* _What to do_:
The records should be repeated word for word, pictures excluded.

* _Task material_:
=== Begin Enclosure ===

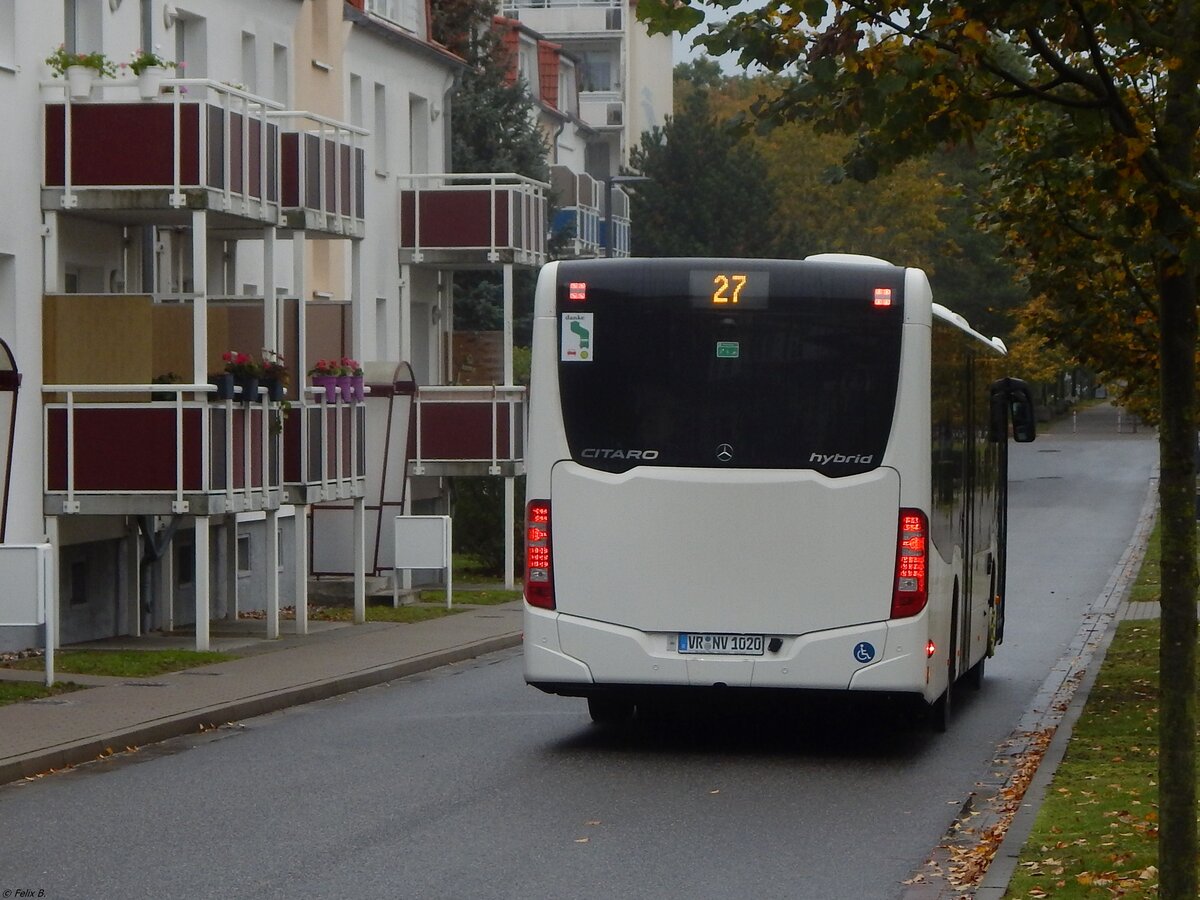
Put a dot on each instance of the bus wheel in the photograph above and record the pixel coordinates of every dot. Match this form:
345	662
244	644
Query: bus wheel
975	675
610	709
940	713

=== End Enclosure ===

* _Response box_:
Put a dot on each instance of the bus wheel in the photograph above and record the pixel coordinates of every dot. Match this form:
345	662
244	644
Query: bus wheel
975	675
610	709
940	713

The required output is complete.